Je suis le fils de deux mères : maman Eralda et maman Giuliana. Deux femmes extraordinaires, deux jumelles, qui ont fait de cette situation le sceau ultime de leur existence. Elles vivaient dans le même corps. Elles s’habillaient et se coiffaient de la même manière. Elles étaient, comme par magie, le reflet l’une de l’autre. Chacune multipliant l’autre. C’était mon univers, parfaitement double et doublé.
Je me souviens d’elles, souriantes, assises à un café. Quand elles étaient ensemble, elles se sentaient chez elles. Elles partageaient le même patrimoine génétique, mais pas seulement. Elles partageaient une intimité secrète à laquelle personne d’autre n’avait accès : une alliance ancestrale, inconsciente, puisqu’elle était née à une époque bien antérieure.
À l’école, mon professeur me regardait avec un air inquiet quand je disais que j’avais deux mères. Pour moi, au contraire, c’était tout à fait normal. C’était l’étrange famille que j’avais toujours connue. Je ne connaissais d’ailleurs rien d’autre. À vrai dire, peu importe qui m’avait donné naissance. Elles étaient toutes deux des déités génératrices dans mon Olympe.
La grâce de leur amour dupliqué et élargi donna naissance à ma fascination éternelle pour la notion de double, pour toutes ces choses qui semblent se refléter à l’identique. Je saisis chaque fois une aura de beauté dans ces multiplications spéculaires. Cela semble si familier, si puissant. Un miracle frémissant réfutant l’impossible.
C’est précisément l’impossibilité du parfaitement identique qui nourrit la magie des jumeaux. Une formule magique génomique destinée à créer des créatures exactement identiques, alors qu’elles vivent en réalité dans des divergences et des désalignements impalpables. C’est la supercherie de la similitude. Le jeu d’illusion d’une symétrie fissurée.

##########

Consigne écrite a
Recopiez fidèlement le passage du texte sur les deux mères jumelles, en commençant à « C’est précisément l’impossibilité » et en terminant à « d’une symétrie fissurée. ».

##########

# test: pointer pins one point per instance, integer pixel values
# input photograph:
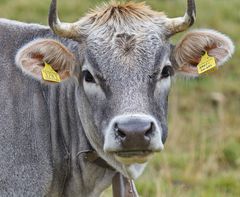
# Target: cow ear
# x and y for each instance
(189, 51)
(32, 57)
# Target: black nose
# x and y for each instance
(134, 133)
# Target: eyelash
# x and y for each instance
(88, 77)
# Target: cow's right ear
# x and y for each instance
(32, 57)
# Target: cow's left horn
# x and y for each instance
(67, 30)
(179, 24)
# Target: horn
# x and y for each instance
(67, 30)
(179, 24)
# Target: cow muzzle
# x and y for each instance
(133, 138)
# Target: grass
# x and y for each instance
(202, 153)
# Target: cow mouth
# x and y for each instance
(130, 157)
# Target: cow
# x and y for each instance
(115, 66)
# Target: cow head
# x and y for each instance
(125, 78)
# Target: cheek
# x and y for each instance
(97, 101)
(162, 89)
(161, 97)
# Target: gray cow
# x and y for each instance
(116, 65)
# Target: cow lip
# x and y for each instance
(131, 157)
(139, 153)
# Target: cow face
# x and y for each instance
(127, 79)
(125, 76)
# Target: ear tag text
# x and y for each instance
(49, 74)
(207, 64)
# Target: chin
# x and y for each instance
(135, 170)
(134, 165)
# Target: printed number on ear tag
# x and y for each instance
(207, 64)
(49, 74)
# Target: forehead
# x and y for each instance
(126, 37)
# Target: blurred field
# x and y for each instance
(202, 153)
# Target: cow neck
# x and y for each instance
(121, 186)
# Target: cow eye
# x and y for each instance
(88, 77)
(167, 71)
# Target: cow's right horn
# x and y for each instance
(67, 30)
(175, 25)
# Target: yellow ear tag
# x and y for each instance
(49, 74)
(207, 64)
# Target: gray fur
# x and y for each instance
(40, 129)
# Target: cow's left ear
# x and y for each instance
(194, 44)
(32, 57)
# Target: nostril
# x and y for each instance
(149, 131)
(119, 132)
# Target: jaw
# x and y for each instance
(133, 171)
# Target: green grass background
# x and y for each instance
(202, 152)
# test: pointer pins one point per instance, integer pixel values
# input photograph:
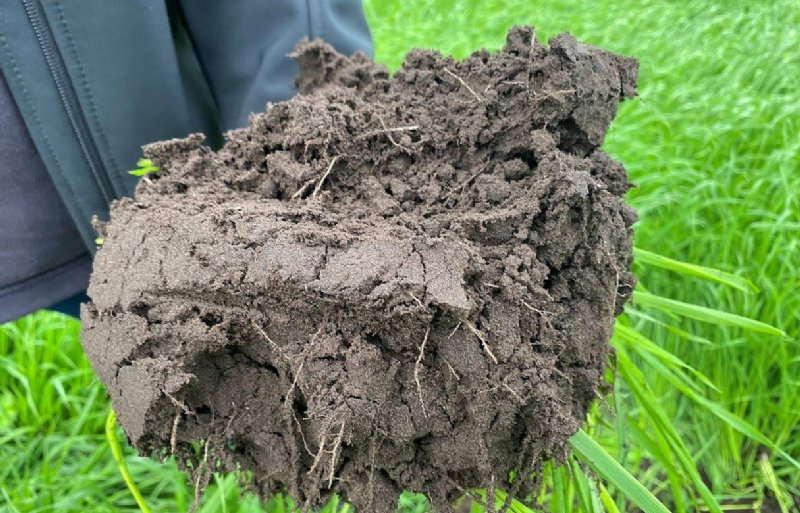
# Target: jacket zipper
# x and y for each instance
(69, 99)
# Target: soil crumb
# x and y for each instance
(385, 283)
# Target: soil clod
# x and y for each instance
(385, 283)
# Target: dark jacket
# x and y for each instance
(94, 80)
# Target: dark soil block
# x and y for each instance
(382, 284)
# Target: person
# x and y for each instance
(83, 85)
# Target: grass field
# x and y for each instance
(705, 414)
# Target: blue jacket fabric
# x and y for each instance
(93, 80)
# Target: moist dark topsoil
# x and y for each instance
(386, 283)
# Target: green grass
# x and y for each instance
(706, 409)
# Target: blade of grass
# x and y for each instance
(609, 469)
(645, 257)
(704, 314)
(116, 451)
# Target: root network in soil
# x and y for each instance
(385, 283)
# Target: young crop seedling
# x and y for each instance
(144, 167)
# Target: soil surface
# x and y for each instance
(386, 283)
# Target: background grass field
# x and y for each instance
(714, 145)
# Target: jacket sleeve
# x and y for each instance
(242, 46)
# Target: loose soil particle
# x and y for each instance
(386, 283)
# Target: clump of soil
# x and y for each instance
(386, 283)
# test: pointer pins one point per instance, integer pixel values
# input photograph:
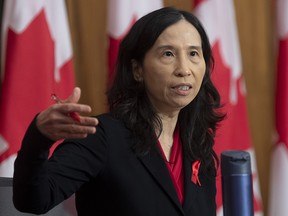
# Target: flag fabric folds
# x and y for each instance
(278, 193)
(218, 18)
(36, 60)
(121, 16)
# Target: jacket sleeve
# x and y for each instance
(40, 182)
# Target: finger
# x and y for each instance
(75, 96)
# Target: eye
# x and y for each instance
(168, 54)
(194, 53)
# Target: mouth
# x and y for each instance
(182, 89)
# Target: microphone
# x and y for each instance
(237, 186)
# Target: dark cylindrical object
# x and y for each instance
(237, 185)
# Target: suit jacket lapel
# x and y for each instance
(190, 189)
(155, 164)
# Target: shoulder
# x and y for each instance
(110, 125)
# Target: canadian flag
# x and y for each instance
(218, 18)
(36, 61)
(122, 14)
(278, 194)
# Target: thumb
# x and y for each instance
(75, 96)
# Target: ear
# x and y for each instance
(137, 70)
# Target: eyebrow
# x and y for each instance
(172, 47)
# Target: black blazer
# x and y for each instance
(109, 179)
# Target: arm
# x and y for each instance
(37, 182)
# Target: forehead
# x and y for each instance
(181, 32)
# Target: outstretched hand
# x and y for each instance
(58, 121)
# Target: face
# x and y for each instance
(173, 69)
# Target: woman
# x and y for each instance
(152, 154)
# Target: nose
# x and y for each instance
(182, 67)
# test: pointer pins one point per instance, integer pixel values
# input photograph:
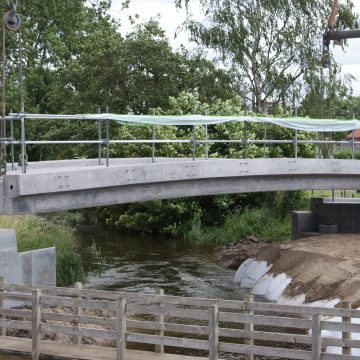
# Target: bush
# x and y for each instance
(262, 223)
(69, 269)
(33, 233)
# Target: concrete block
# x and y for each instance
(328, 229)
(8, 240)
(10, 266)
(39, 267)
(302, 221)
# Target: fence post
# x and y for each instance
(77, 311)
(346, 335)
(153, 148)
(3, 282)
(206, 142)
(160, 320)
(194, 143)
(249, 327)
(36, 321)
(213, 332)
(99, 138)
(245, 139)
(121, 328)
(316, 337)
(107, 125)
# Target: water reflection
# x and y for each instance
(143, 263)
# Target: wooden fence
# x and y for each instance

##########

Consigne écrite b
Rassemblez toutes les lignes des enregistrements qui contiennent le mot « left », en tenant compte de la casse.

Corrigé a
C’est précisément l’impossibilité du parfaitement identique qui nourrit la magie des jumeaux. Une formule magique génomique destinée à créer des créatures exactement identiques, alors qu’elles vivent en réalité dans des divergences et des désalignements impalpables. C’est la supercherie de la similitude. Le jeu d’illusion d’une symétrie fissurée.

Corrigé b
# Target: cow's left horn
# Target: cow's left ear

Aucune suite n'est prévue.